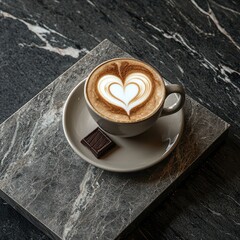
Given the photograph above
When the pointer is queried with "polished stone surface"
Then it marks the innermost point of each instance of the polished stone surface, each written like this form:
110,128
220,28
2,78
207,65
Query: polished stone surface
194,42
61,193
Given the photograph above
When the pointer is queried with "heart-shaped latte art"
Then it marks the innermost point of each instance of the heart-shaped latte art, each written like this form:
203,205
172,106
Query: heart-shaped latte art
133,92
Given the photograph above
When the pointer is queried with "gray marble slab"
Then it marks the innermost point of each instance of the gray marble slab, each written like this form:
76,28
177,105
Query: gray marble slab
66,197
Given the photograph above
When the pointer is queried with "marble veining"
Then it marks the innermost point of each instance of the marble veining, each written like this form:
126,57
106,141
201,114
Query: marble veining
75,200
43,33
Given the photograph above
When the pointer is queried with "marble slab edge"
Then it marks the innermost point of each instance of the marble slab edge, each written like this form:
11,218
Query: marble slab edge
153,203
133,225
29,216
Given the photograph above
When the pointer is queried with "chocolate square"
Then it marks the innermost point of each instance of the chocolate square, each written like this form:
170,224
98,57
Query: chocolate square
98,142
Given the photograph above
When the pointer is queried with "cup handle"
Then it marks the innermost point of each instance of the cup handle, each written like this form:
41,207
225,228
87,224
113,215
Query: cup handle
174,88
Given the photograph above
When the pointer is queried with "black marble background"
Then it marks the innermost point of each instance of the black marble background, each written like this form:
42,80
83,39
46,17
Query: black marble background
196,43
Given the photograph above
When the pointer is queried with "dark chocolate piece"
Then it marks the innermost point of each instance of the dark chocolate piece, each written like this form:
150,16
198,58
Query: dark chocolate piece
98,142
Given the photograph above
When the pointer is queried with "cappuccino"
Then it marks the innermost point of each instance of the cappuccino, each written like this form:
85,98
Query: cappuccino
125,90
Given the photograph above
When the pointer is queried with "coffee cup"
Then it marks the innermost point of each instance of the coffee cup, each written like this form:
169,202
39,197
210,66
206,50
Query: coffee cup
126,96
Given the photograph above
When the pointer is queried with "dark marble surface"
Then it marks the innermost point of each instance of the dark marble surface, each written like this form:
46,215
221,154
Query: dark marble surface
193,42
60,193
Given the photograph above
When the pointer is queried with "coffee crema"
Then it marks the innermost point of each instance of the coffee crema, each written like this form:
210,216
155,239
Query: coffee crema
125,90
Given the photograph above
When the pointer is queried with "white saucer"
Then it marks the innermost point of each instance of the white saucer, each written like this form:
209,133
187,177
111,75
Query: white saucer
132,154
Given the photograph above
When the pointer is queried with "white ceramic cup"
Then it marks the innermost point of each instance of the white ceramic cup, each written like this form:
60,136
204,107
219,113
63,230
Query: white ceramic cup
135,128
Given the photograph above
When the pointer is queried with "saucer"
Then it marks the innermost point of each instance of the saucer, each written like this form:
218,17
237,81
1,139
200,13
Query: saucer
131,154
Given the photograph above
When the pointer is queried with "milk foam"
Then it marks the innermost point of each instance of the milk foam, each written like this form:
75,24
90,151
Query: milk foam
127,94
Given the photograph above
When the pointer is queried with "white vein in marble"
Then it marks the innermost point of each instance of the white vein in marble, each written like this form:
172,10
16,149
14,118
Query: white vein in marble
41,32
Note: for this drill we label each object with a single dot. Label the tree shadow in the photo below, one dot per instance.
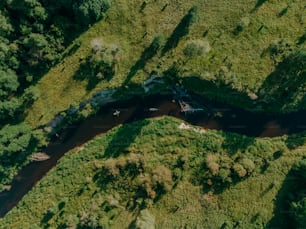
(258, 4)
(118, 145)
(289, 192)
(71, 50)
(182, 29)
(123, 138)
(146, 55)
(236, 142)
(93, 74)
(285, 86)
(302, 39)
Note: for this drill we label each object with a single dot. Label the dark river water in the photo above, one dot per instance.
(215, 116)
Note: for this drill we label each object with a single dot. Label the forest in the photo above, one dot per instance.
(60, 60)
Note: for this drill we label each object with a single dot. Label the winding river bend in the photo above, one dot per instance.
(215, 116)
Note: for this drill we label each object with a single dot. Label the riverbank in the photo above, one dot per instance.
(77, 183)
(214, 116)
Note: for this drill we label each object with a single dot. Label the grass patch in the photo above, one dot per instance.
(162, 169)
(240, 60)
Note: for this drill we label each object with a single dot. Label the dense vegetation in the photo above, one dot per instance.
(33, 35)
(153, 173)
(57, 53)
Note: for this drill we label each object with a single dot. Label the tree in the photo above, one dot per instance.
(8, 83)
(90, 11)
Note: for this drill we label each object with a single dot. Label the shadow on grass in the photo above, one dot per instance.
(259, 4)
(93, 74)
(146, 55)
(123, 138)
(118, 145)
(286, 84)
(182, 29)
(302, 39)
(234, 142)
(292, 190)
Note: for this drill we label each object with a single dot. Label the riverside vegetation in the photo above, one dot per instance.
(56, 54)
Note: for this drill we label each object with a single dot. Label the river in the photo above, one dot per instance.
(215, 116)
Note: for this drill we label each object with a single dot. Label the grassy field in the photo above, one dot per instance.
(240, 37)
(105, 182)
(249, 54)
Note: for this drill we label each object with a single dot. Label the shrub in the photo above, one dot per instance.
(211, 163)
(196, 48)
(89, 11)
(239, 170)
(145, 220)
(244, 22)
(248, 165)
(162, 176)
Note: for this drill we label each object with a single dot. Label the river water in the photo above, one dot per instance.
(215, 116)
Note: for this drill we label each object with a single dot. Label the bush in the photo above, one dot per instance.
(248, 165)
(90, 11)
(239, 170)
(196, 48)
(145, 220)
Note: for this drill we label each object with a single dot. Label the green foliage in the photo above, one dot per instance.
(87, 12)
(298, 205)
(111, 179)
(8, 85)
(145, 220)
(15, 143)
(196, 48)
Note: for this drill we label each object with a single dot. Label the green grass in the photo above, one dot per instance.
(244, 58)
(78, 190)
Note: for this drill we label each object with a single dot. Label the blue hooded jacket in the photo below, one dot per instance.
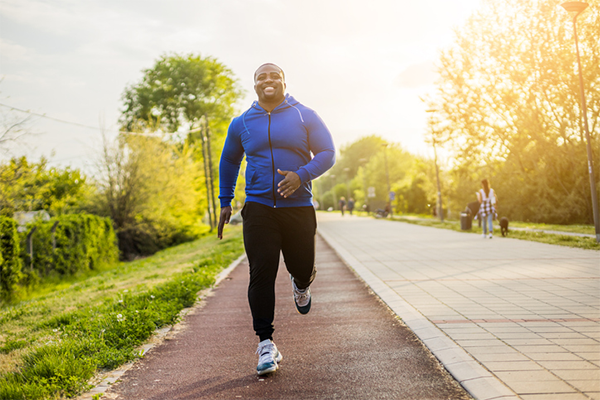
────────────────
» **Short exercise**
Every record above should be written out again without change, except that the pictures are left out.

» **Task solution**
Given the photograph above
When the pointer is queried with "polished stone surface"
Then it marks the innermost point of each instance of the polished stone surface, each written like this form:
110,128
220,28
2,78
207,65
Query: polished stone surface
194,42
61,193
Given the photograph above
When the pointer is queried with "heart-shaped latte art"
Then it marks the innermost point of each instance of the heart-shaped latte art, each written like this form:
203,205
172,106
Query: heart-shaped latte art
133,92
Given the photograph above
When the pointer is queried with "gray marble slab"
Then it marks the innermost point of each instance of the gray marble slab, each written like this form:
76,28
177,105
Query: gray marble slab
66,197
Given the photograph above
When the pointer is queried with "marble veining"
Then it marks the innermost point of each instance of the marble veining, each written like this form:
126,57
106,141
201,114
Query: marble veining
75,200
43,33
Given the photograph above
When the pointer is queried with "marble slab edge"
Then it marks the innermost point of each instance of the marble slab edge, each written like this form:
11,218
Query: marble slab edge
153,203
133,225
29,216
Given the photograph above
When the pointer is queried with "chocolate square"
Then it marks the innermost point of each instance of the chocolate square, each written like this form:
170,224
98,57
Query: chocolate square
98,142
Given the photograph above
When the pointer is queried with "cup handle"
Then it marks the innermost point of each instance of the cup handle, each written like this form:
41,207
225,228
87,224
113,215
Query: cup handle
174,88
Given the photograph above
When the pointer is queried with "black marble background"
Then it marks the innermost point of each instance of the black marble background, each written like this form:
42,80
83,39
46,17
Query: black marble background
196,43
Given the photograph above
When the pointer is queried with "dark chocolate piece"
Then it marks the innermost point of each instance of the dark chocolate piece, each written like this form:
150,16
198,58
Query: dark chocolate piece
98,142
Given the photograph above
When the pointer is queried with "cappuccino"
Then it marks the innermost point of each instance of the cappuccino, each written like this form:
85,98
Query: cappuccino
125,90
Given the photograph above
When the pointer is queried with "coffee cup"
Then it marks the innermost point of each instance of the coffee cup, each written like this form:
169,202
39,197
210,66
206,50
Query: coffee cup
126,96
Given the photograph above
When the pointer is queried with "dark marble surface"
Then it marks the innermost point of each instance of the dark marble surface, each written like this form:
46,215
221,154
Query: dark marble surface
193,42
60,193
Given the photograph above
When the pointer is queried with "coffee crema"
Then it marks the innermost point of each instance of the coffee crema, each written like this form:
210,216
155,239
Query: coffee crema
125,90
Given the photograph above
When the pointer is queried with "white saucer"
Then it marks the innermost point of each instance of the white saucer, each written like this form:
209,133
187,177
111,75
Query: white saucer
132,154
Given the photograph above
When the pointer is queried with "white ceramic cup"
Then it marks the innermost point of each instance of the white ceramic cup, each written like this form:
60,136
204,107
219,113
63,230
Query: white ceramic cup
135,128
Given the photograph above
When the pointer is queried with "saucer"
Then it marks the innermost point of each instance of the saucer, each written like this form:
218,17
237,81
1,139
200,13
Query: saucer
131,154
Given the photograph above
When the pointer is queried with "milk foam"
Then it marks the innermost point of each instance of the milk foam, each written like this form:
75,24
90,151
Query: milk foam
127,94
Given the photograph above
When the pointer is queried with "white vein in marble"
Then it marks the innermost point of each instance of the white vein in marble, each written like this form:
172,10
16,149
14,118
Query: white vein in marble
41,32
Note: for this drill we label each object with a single dot. Label the tree shadow in the photo below, one dot per instance.
(258, 4)
(118, 145)
(289, 192)
(71, 50)
(182, 29)
(123, 138)
(146, 55)
(236, 142)
(93, 74)
(285, 86)
(302, 39)
Note: for this drill we label each object with a single dot. Label the dark river water in the photo above, one dot per instance.
(215, 116)
Note: for this drill we label each object with a single dot. Label the forest in the photo above, one dot per instance.
(60, 60)
Note: for this drill we label each object with a single dot. Label the winding river bend in the photo above, one dot per instance.
(215, 116)
Note: for this drill we label each object with a single dot. Label the riverbank in the photo above, one dot per instance.
(77, 183)
(214, 116)
Note: for this drill we label each object with a single dot. Label the grass patch in the photo above, one dot per instance.
(162, 169)
(240, 60)
Note: for this drill we label each object with a single dot. Label the dense vegetation in the photo above, one dot per instance.
(33, 35)
(153, 173)
(57, 53)
Note: for this drill we label each object with a single dot. Label the tree in the photo above, one dot per instance.
(8, 83)
(90, 11)
Note: for this drill we label each object with a single dot. Label the shadow on grass in the photo above, one dot per instance.
(259, 4)
(93, 74)
(146, 55)
(123, 138)
(118, 145)
(286, 84)
(182, 29)
(302, 39)
(234, 142)
(292, 190)
Note: for this drill we label each object with a single dot. Label the riverside vegetation in the photo above, one dot per instance.
(56, 54)
Note: for this drill we label each object with a single dot. Label the river in the photo above, one dot per instance.
(215, 116)
Note: for this drill we label each object with a single dot. Label the grassy field in the photo above, one dot per instance.
(240, 37)
(105, 182)
(249, 54)
Note: for this drill we label each object with a single dot. Label the shrub in the photo above, one dot per instance.
(211, 163)
(196, 48)
(89, 11)
(239, 170)
(145, 220)
(244, 22)
(248, 165)
(162, 176)
Note: for this drill we label each object with a single dot. Label the river water in the photo above, one dot per instance.
(215, 116)
Note: for this drill we label each object with a single dot. Label the bush in the photo above, one dot per instance.
(248, 165)
(90, 11)
(239, 170)
(196, 48)
(145, 220)
Note: for this drill we label each object with a single dot. Label the green foliage in the photo above, one dot per instance.
(87, 12)
(298, 205)
(111, 179)
(8, 85)
(145, 220)
(15, 143)
(196, 48)
Note: for this drill we label each object with a single dot. Label the green grass in the photo above, one dot per instance.
(244, 58)
(78, 190)
Note: for this drill we label each object with a single dot. Label the blue hooded jacket in the photo below, one dot per instance.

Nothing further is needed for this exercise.